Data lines
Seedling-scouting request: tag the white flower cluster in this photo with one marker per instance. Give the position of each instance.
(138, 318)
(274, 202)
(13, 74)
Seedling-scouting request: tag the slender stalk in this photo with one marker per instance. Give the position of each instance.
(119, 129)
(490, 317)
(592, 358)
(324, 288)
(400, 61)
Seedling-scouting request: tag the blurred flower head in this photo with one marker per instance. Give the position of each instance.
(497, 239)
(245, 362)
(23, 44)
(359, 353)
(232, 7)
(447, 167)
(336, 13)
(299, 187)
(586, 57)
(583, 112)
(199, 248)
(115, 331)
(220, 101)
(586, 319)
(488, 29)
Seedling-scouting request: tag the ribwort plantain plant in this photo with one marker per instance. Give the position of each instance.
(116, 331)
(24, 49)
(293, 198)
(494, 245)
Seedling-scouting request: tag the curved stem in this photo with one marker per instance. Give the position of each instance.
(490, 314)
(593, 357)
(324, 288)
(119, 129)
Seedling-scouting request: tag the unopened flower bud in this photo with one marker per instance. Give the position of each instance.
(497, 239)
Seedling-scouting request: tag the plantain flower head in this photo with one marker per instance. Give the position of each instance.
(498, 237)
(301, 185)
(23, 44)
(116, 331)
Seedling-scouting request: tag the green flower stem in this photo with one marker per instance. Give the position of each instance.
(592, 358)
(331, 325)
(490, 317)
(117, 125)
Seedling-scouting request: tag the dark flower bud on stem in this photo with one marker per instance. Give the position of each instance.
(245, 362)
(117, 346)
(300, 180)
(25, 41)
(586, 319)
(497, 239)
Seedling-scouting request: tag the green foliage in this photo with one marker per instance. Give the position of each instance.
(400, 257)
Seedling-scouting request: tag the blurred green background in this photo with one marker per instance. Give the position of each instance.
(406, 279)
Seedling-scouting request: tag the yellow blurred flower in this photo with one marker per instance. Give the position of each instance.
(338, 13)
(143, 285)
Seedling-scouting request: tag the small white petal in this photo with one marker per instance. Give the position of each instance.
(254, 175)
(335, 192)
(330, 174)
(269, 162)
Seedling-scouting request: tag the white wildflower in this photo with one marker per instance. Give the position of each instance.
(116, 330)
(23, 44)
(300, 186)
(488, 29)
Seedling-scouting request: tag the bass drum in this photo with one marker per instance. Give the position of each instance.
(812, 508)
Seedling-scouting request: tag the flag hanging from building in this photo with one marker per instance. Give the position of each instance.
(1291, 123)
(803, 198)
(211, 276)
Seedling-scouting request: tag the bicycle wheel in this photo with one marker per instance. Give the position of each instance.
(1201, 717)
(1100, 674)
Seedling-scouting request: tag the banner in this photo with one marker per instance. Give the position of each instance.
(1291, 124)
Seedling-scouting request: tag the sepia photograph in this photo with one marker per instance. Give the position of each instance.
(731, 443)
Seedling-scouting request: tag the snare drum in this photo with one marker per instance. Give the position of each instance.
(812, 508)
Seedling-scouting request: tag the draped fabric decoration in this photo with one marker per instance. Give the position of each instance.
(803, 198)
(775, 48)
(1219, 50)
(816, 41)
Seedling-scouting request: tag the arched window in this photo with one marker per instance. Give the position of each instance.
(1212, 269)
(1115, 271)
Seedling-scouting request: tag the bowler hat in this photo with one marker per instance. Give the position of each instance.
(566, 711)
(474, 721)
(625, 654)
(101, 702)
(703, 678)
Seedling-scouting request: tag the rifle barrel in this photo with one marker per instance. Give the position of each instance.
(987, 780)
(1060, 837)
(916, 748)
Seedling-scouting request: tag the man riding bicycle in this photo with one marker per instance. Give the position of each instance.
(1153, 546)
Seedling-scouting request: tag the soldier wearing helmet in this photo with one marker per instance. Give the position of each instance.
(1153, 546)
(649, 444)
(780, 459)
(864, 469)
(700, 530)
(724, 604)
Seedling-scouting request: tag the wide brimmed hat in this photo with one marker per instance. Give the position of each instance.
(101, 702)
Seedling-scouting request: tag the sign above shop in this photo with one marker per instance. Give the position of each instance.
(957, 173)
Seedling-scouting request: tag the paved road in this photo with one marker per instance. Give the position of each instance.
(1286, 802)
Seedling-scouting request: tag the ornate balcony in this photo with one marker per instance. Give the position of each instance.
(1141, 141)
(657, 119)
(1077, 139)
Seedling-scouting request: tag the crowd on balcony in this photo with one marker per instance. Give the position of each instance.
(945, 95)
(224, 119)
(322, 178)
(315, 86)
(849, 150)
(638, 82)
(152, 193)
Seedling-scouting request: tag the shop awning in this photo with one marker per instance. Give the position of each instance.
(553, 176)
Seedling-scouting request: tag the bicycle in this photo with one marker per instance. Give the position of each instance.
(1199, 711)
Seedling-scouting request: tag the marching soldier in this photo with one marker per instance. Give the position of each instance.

▶ Do this
Can you copy every one of the rows above character for character, without changing anything?

▶ Task result
Seedling-scouting request: tag the white flower cluster in this photo with one marker per instance. Give the position of each instance.
(138, 318)
(274, 202)
(13, 74)
Seedling-scouting request: tag the slender stalk in this photo with one marker per instance. Give the position of each instance.
(119, 129)
(490, 317)
(592, 358)
(324, 288)
(400, 61)
Seedling-scouting request: tag the blurred flower head in this photo with one marker per instance. Give the position of each instance.
(497, 239)
(245, 362)
(23, 44)
(359, 353)
(232, 7)
(447, 167)
(336, 13)
(299, 187)
(586, 57)
(583, 112)
(199, 248)
(115, 331)
(220, 101)
(586, 319)
(488, 29)
Seedling-scouting request: tag the ribwort plantain plant in this photo with one marker per instance. Give the position of each instance.
(116, 331)
(24, 49)
(293, 198)
(494, 245)
Seedling-scouting request: tag the curved stem in this photo with one marker per instance. Give the position of each instance.
(490, 314)
(593, 357)
(324, 288)
(119, 129)
Seedling-scouting request: tag the unopened flower bud in this photo with one marker per instance. Give the position of each instance.
(497, 239)
Seedling-scouting request: tag the plantain flower head in this photo with one marker per instance. Give the position of each instance.
(498, 237)
(301, 185)
(23, 44)
(116, 331)
Seedling-scouting request: tag the green flower stem in this photo with one marker per instance. Give the position of each instance.
(592, 358)
(331, 325)
(490, 317)
(117, 125)
Seedling-scouting request: tag the dark flower bud on stem in this photo with one marker per instance. Give the position of each instance.
(245, 362)
(117, 346)
(300, 180)
(25, 41)
(586, 319)
(497, 239)
Seedling-scouting request: tag the green foliage in this photo with one marker per instance. Give the position of each instance.
(400, 257)
Seedling-scouting request: tag the blurred green background in this photo with one marker per instance. Give the position of each instance.
(406, 279)
Seedling-scouting request: tag the yellow blurred flower in this photo with one marker per instance. Give the position of each instance.
(338, 13)
(143, 285)
Seedling-scouting request: tag the small white petal in this photo with one marker per instance. Give the position of each instance.
(254, 175)
(335, 192)
(330, 174)
(269, 162)
Seedling-scouting request: tag the white wildflower in this photo with one marker per instance. Give the position of each instance.
(116, 330)
(23, 44)
(300, 186)
(488, 29)
Seedling-scouting request: tag the bass drum in this photo with one marker per instance. Give the position of each instance.
(812, 508)
Seedling-scouting request: tag the flag hanging from building in this photo with one marker per instance. Give the position of each instance.
(1291, 123)
(803, 198)
(211, 276)
Seedling-scouting request: tag the bicycle wheel in this photo with one marker per instance. Give the position of each instance.
(1201, 717)
(1100, 674)
Seedling-scouting request: tag the banner in this photo with one marker per instance. Give the position of each instance.
(1291, 124)
Seedling-scouting request: tag the sepia photograph in this photo with one marker per instance. Give the position of each instance.
(731, 443)
Seedling-scouting request: tag the snare drum in this photo with one marker per instance. Give the position of each instance.
(812, 508)
Seedling-scouting request: tag the draped fabric decoration in this photo with one marker per instance. Give the position of each instance.
(803, 198)
(775, 48)
(1219, 50)
(816, 41)
Seedling-scouting request: tag the arched window in this photo with one marker per instance. Give the position of each instance.
(1212, 269)
(1115, 271)
Seedling-scouting request: tag the bowler hat in this photo with one marker per instance. Give the position of each instance.
(566, 711)
(474, 721)
(625, 654)
(101, 702)
(703, 678)
Seedling-scouting request: tag the rifle barrel in this photo with one marker per instance. Give the position of each instance.
(987, 780)
(1060, 837)
(916, 748)
Seedling-scouting request: tag the man riding bicycle in this photo with one marker per instance. Give the position of each instance.
(1153, 546)
Seedling-scouting request: tag the soldier wearing helmet in this photo with one marker per instance. Give the position of each instance.
(1153, 546)
(649, 444)
(780, 459)
(864, 469)
(700, 530)
(724, 604)
Seedling-scouting request: tag the wide brimmed hat in this photo with one marker per instance. Give the position of each instance.
(101, 702)
Seedling-scouting request: tag the sign above shop in this photo with one marker per instance. Give the position of each instance.
(957, 173)
Seedling-scouting request: tag the paved road in this photo with one marker per instance. Give the position of each instance.
(1286, 802)
Seedling-scouting request: tag the ornate balcony in this photo with one marker per instance. Give the position of each instance.
(1141, 141)
(657, 119)
(1077, 139)
Seedling-scouting request: tag the crowd on balcony in this photo with one marker per instance. Give the position of each instance.
(945, 95)
(224, 119)
(322, 178)
(315, 86)
(849, 150)
(638, 82)
(152, 193)
Seedling-scouting request: tag the shop awning in this photo with one marker per instance. Give the position of each instance.
(553, 176)
Seedling-scouting request: tag the bicycle in this photo with one marker per instance. Give the position of each instance.
(1199, 711)
Seedling-scouting request: tag the marching soldier in this photo with one marker per instance. Give the position of each instance.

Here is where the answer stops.